Deserted medieval village in Dorset, England

West Ringstead is a deserted medieval village located on the coast in Dorset, southern England. The village lies on the Jurassic Coast and is located west of the modern village of Ringstead.

This medieval village with a church is located in a field to the west of the current Ringstead settlement. It is mentioned in the Domesday Book. It was most likely abandoned after the arrival of the Black Death at Weymouth in 1348. All that can be seen now are variations in the ground level. The site is listed on the National Heritage List for England as a Scheduled Monument (no. 1019393), listed on 15 January 1960.

What remains of the village church now forms part of Glebe Cottage, immediately north of the main village site. It has walls consisting of local rubble and the roof covered with modern tiles. Only the chancel and its arch survive from the original medieval church building.

The village site is in the parish of Osmington. There was a separate parish of Ringstead until at least the late 15th century. There are four different Ringsteads listed in the Domesday Book, each apparently a separate settlement. One was later given the name "West Ringstead". Another, later known as "Up Ringstead", may have been at the site of the present Upton House to the east above Ringstead Bay towards White Nothe. The location of "Middle Ringstead" is not known. The name of "East Ringstead" survived as a field name on an 1829 Tithe Map in the east of the parish.

The location of West Ringstead is just inland from the South West Coast Path. To the east are Ringstead Bay and the headland of White Nothe. To the west are Bran Point and the village of Osmington Mills.

What you will do:
Copy the passage from the text on West Ringstead word for word, starting with "The village site" and going on through "of Osmington Mills.".

Supplied data:

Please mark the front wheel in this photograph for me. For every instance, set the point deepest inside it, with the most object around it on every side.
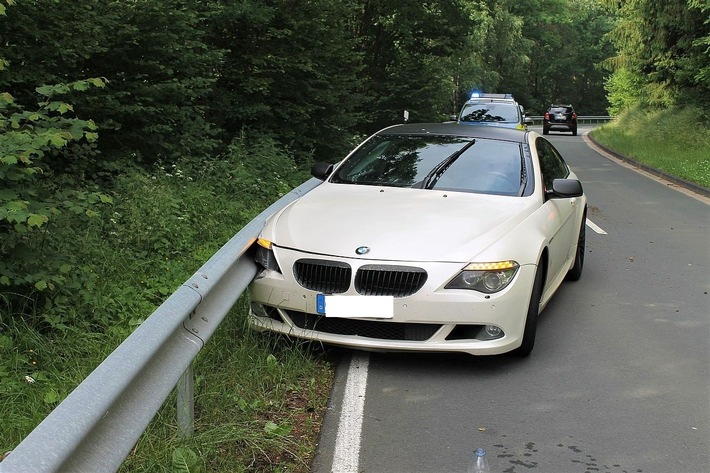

Exercise output:
The village site is in the parish of Osmington. There was a separate parish of Ringstead until at least the late 15th century. There are four different Ringsteads listed in the Domesday Book, each apparently a separate settlement. One was later given the name "West Ringstead". Another, later known as "Up Ringstead", may have been at the site of the present Upton House to the east above Ringstead Bay towards White Nothe. The location of "Middle Ringstead" is not known. The name of "East Ringstead" survived as a field name on an 1829 Tithe Map in the east of the parish.

The location of West Ringstead is just inland from the South West Coast Path. To the east are Ringstead Bay and the headland of White Nothe. To the west are Bran Point and the village of Osmington Mills.